Rows from a pointing dataset
::::::::

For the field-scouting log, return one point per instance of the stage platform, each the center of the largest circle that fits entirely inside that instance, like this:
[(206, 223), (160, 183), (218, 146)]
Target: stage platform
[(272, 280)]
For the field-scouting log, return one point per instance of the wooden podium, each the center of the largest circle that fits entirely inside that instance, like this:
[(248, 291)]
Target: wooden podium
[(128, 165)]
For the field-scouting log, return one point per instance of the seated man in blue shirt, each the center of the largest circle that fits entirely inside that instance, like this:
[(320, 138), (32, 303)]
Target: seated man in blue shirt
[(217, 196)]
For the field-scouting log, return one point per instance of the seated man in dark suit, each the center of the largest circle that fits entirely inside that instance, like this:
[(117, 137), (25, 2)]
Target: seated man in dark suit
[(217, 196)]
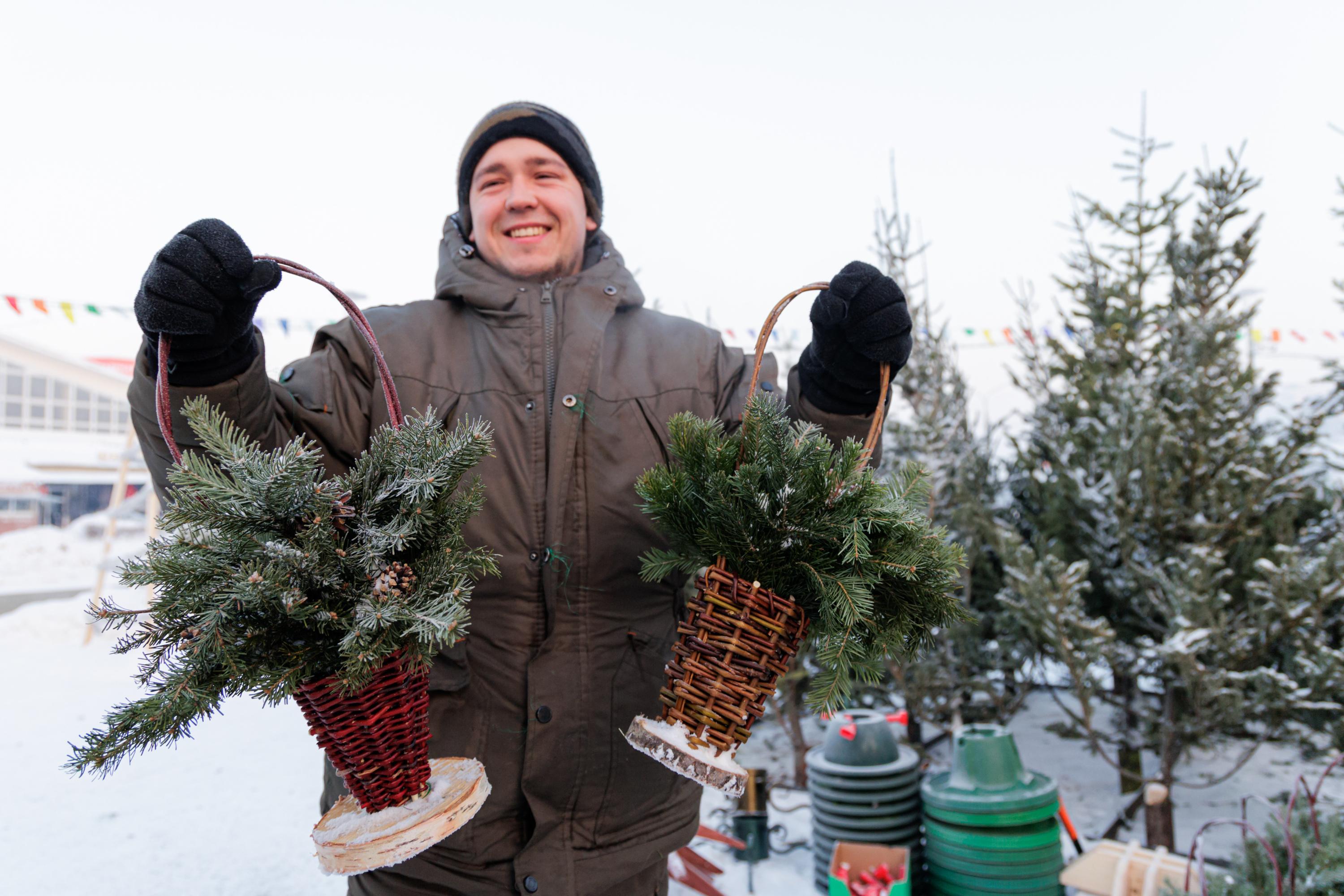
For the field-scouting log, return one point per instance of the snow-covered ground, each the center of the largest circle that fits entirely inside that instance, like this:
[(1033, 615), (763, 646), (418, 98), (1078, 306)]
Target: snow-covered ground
[(230, 810), (45, 558)]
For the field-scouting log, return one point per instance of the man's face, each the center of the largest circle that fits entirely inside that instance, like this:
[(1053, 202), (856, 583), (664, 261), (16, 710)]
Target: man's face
[(529, 217)]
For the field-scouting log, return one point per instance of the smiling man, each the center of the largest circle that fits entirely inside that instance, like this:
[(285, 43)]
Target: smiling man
[(538, 327)]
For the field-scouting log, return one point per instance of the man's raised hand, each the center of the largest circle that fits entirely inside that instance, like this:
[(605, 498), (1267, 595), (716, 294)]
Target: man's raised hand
[(202, 289)]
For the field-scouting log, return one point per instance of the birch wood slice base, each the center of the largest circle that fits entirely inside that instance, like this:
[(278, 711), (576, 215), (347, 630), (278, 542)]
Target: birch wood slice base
[(670, 746), (351, 841)]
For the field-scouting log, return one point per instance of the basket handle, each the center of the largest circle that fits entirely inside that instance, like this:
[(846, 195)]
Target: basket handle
[(883, 371), (163, 410)]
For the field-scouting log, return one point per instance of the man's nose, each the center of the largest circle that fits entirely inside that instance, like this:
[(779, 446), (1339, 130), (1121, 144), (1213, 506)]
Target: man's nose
[(521, 197)]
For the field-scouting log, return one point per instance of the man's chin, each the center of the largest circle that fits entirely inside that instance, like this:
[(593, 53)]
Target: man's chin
[(533, 269)]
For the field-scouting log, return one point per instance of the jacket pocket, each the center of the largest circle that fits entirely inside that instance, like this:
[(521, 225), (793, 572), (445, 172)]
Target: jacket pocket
[(655, 429), (449, 672), (638, 788)]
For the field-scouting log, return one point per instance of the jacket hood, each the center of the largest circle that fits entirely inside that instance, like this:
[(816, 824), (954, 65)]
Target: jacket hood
[(464, 275)]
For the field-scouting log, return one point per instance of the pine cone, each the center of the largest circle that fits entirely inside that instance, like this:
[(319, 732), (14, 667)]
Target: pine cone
[(393, 581), (342, 511)]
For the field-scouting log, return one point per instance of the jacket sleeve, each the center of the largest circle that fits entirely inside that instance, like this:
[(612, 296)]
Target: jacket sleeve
[(736, 379), (324, 397)]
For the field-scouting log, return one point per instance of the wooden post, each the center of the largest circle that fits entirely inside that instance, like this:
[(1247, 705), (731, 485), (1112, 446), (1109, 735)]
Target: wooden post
[(119, 495), (151, 527)]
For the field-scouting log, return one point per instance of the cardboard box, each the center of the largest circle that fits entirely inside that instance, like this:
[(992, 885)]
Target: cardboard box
[(865, 856)]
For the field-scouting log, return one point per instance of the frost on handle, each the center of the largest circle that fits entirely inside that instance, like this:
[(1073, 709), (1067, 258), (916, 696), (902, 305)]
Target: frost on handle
[(269, 575)]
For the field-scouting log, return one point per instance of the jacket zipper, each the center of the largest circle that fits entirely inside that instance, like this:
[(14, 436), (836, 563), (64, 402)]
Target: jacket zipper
[(549, 330)]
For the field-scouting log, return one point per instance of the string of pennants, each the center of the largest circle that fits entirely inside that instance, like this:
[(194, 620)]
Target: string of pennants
[(84, 310), (1004, 336)]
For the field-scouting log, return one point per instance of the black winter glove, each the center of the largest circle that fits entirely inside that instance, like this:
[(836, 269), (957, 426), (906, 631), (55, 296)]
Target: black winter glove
[(202, 289), (861, 322)]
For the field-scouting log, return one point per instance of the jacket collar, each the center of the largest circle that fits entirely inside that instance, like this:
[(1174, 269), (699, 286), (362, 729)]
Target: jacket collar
[(463, 275)]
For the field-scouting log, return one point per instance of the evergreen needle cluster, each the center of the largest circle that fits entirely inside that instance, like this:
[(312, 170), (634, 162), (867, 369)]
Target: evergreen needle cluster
[(1316, 859), (812, 523), (269, 575)]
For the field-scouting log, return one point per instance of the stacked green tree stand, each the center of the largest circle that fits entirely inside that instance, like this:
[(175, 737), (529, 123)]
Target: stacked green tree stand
[(990, 824)]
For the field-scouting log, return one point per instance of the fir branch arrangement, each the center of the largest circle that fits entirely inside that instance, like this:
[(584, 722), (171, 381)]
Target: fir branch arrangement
[(814, 523), (269, 575)]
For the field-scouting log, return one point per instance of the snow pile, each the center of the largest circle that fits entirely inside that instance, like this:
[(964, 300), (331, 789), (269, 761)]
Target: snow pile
[(45, 558), (224, 813)]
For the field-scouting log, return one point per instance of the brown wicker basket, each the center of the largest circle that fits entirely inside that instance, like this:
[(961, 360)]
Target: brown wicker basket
[(734, 645), (736, 642)]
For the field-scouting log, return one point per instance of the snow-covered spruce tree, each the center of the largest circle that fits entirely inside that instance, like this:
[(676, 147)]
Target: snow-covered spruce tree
[(1156, 464), (972, 672), (269, 577)]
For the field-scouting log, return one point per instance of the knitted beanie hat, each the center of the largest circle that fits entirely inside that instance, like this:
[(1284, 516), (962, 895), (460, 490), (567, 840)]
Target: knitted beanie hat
[(541, 124)]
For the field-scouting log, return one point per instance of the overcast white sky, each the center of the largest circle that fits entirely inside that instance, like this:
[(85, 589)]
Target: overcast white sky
[(742, 147)]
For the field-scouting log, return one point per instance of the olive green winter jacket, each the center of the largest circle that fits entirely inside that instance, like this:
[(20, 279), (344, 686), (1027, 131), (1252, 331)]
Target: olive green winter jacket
[(568, 644)]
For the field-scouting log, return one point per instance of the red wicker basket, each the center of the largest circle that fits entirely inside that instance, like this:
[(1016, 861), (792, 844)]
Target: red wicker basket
[(378, 737)]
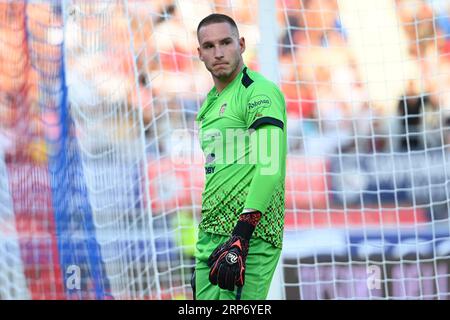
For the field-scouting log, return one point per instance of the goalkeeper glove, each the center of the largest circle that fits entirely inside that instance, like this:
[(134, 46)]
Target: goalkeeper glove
[(227, 262)]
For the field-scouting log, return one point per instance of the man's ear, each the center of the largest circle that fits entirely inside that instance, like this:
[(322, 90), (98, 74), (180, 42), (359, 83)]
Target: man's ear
[(199, 54), (242, 44)]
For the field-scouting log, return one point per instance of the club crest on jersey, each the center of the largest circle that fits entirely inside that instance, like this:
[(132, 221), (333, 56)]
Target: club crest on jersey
[(222, 109)]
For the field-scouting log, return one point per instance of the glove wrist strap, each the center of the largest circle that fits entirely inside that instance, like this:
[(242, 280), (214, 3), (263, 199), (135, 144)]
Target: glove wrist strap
[(247, 224)]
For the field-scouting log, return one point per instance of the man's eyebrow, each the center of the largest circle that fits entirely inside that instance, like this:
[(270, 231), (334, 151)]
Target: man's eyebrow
[(221, 40)]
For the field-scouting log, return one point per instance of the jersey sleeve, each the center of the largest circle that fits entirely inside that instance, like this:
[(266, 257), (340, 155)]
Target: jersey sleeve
[(264, 105)]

::::::::

CHALLENGE >> Retype every row above word for word, and leave out the pictures.

TASK RESULT >>
For the field-scouting log, return one point per instance of the stage platform, each the center of the largest circle that fits entirely inside that instance, like this:
[(206, 223), (160, 183), (218, 146)]
Target: stage platform
[(272, 280)]
For the field-scouting log, return one point per instance of the wooden podium, each the center of the largest circle that fits entirely inside that instance, like this:
[(248, 291)]
Target: wooden podium
[(128, 165)]
For the field-scouting log, return one point per instance of the seated man in blue shirt, each the center of the largest circle that fits entirely inside that instance, like this:
[(320, 138), (32, 303)]
Target: seated man in blue shirt
[(217, 196)]
For the field-scouting log, return one point per instance of the seated man in dark suit, each the center of the largest circle that fits entirely inside that instance, like this:
[(117, 137), (25, 2)]
Target: seated man in dark suit
[(217, 196)]
For the field-scouting log, return one point per instance of the snow-covered ground, each the center of the largest circle that fits entirely inside that instance, like this:
[(1033, 615), (763, 646), (418, 98), (1078, 306)]
Target: snow-covered ground
[(230, 810), (45, 558)]
For the field-scouting log, return one point per instance of the man's face, each the center of the largest circle that fits entirely inside that instance, like this:
[(1053, 202), (856, 583), (664, 261), (16, 710)]
Target: man's face
[(529, 217)]
For the field-scouting log, return one point per instance of the smiling man, each the center of the largest circle that fits entirely inside that instance, like this:
[(285, 43)]
Target: smiling man
[(538, 327)]
For the field-scouting log, return one point per instance of the man's raised hand, each the center of the largest circle that fits entirely inside that instance, like this:
[(605, 498), (1267, 595), (716, 294)]
Target: man's raised hand
[(202, 289)]
For the field-scouting log, return one point per instance of the birch wood slice base, each the center of the largest circle that fits entirely inside that instance, like this:
[(278, 711), (576, 215), (347, 630), (278, 542)]
Target: birch wood slice base
[(670, 746), (351, 841)]
For the field-scouting log, return one point per instance of the basket handle, each the center of the largest circle that fits entirely inside that instance, like this:
[(846, 195)]
Target: basket handle
[(883, 371), (163, 410)]
For the field-scouting log, return one point per instance of the man's nose, each the center of the largest circle that fits entirely inside that instance, like this:
[(779, 446), (1339, 130), (1121, 144), (1213, 506)]
Target: man's nose
[(521, 197)]
For the field-scouting log, return one point per instance of the man's chin, each the center of the largest circle that fits entirely inside that instance, like this:
[(593, 53)]
Target: man's chin
[(533, 269)]
For the field-scouting log, return one point per instance of the jacket pocket, each the center of the largest circle that fits entirely inside that instance, like this:
[(521, 225), (793, 572), (445, 172)]
Target: jacket pocket
[(655, 429), (449, 672), (638, 788)]
For the field-scouting log, return one point per instance of the jacket hood, each the center of the largest circle that fits entirely inside that instance, like this:
[(816, 824), (954, 65)]
Target: jacket hood
[(464, 275)]
For the field-scouting log, return one point per instance of the pine cone, each the center of the largest circle that fits entirely inside that instance, like this:
[(319, 732), (14, 667)]
Target: pine cone
[(393, 581), (342, 511)]
For the field-scouting log, return one point per instance of the jacket sleeve, each the center of the largest circle that fits entirely inside that instance, like this:
[(612, 296)]
Target: jacket sleeve
[(736, 379), (324, 397)]
For the field-scouting log, return one point per instance of the wooden post, each the center of the largest circle that fits entirely inside that instance, like this:
[(1247, 705), (731, 485), (1112, 446), (1109, 735)]
Target: wooden post
[(119, 495), (151, 527)]
For the field-scouting log, return one point per instance of the cardboard box, each the center of the largest circle that fits entirely inside that instance, like this:
[(992, 885)]
Target: cardboard box
[(865, 856)]
For the field-scouting log, return one point per instance of the frost on handle, each the center of the largest circle that fits entirely inside that instance, like this:
[(1073, 709), (1067, 258), (916, 696), (902, 305)]
Target: frost on handle
[(269, 575)]
For the field-scouting log, return one point per instance of the jacket zipper, each the center of the largest circle that fits entirely inside that instance, like this:
[(14, 436), (836, 563), (64, 402)]
Target: jacket zipper
[(549, 330)]
For the field-scouting log, return one point per instance of the string of pennants, each the center of the largest circle that fits entirely inside that instance, like this:
[(194, 620)]
Target: string of pennants
[(84, 310), (1004, 336)]
For the field-scouting log, return one point per instance of the black winter glove, each the center of the largest circle that fits entirely inside that instance, like this:
[(836, 269), (957, 426), (906, 631), (55, 296)]
Target: black winter glove
[(202, 289), (861, 322)]
For the field-scouting log, return one point per instance of the jacket collar, each the center of the largest circle that fits entirely inside that instance, like this:
[(1174, 269), (699, 286), (362, 729)]
Target: jacket collar
[(463, 275)]
For the field-scouting log, return one point per instance of the evergreen needle cluster, each the center of the largest circle that fits entirely inside that instance, like this:
[(312, 170), (634, 162), (867, 369)]
Target: evergreen needle cluster
[(1316, 859), (812, 523), (269, 575)]
For the field-scouting log, return one point per instance of the stacked green tree stand, each the center of the largest circle that fits entirely inside that instance, like this:
[(175, 737), (529, 123)]
Target: stacked green tree stand
[(990, 824)]
For the field-scouting log, return one point per instance of the fir branch arrangement, each the center of the largest circle that fits entirely inside that instance, like this:
[(584, 722), (171, 381)]
Target: fir branch arrangement
[(814, 523), (269, 575)]
For the field-scouting log, return one point per instance of the snow pile, each the center of the largest circle that fits entirely inside that instance, like this:
[(964, 300), (331, 789), (269, 761)]
Target: snow pile
[(45, 558), (224, 813)]
For the field-scouting log, return one point per instance of the brown wicker basket, each the center of the largest circle that fits entirely inside that instance, like this:
[(961, 360)]
Target: brown wicker basket
[(734, 645), (736, 642)]
For the field-scouting log, return one point per instance of the snow-covered spruce tree, each the center of the largest circle that fits entirely inside that instance, like this:
[(676, 147)]
Target: snow-covered spruce tree
[(1156, 464), (972, 672), (269, 577)]
For the field-scouting log, return one point per instance of the knitted beanie hat, each the center of the largest circle that fits entirely inside that instance, like this:
[(1284, 516), (962, 895), (460, 490), (567, 840)]
Target: knitted beanie hat
[(541, 124)]
For the field-scouting log, return one point per instance of the overcast white sky, each the center of the largest circle that fits entirely inside that instance, like this:
[(85, 589)]
Target: overcast white sky
[(742, 147)]
For the field-scouting log, return one point per instance of the olive green winter jacket, each the center of the largest circle that fits entirely inside that instance, like this:
[(20, 279), (344, 686), (1027, 131), (1252, 331)]
Target: olive green winter jacket
[(568, 644)]
For the field-scouting log, return one point per instance of the red wicker basket, each the center of the largest circle that fits entirely inside that instance, like this:
[(1016, 861), (792, 844)]
Target: red wicker basket
[(378, 737)]
For the field-scouting log, return one point per instance of the goalkeeper glove, each the center of the largest circle that fits entirely inside that instance, like this:
[(134, 46)]
Target: goalkeeper glove
[(227, 262)]
For the field-scouting log, return one point per instance of the man's ear, each the center of the largest circle that fits entirely inside that instance, like this:
[(322, 90), (98, 74), (180, 42), (359, 83)]
Target: man's ear
[(199, 54), (242, 44)]
For the field-scouting log, return one point per instance of the club crest on jersey, each the center of the largest circle that fits entirely inside that instance, like this:
[(132, 221), (333, 56)]
Target: club crest on jersey
[(222, 109)]
For the field-scouting log, return one point per instance of the glove wrist strap, each the center of the largest circle that fits entirely inside that instance, like this:
[(242, 280), (214, 3), (263, 199), (135, 144)]
Target: glove wrist strap
[(247, 224)]
For the field-scouting log, return one point per instance of the man's eyebrow, each the center of the largest circle that fits entirely inside that instance, like this:
[(270, 231), (334, 151)]
Target: man's eyebrow
[(221, 40)]
For the field-scouting log, return one point per instance of the jersey sleeve, each the center of the largest circle that fits entirely inside that instance, like this:
[(266, 257), (340, 155)]
Target: jersey sleeve
[(264, 105)]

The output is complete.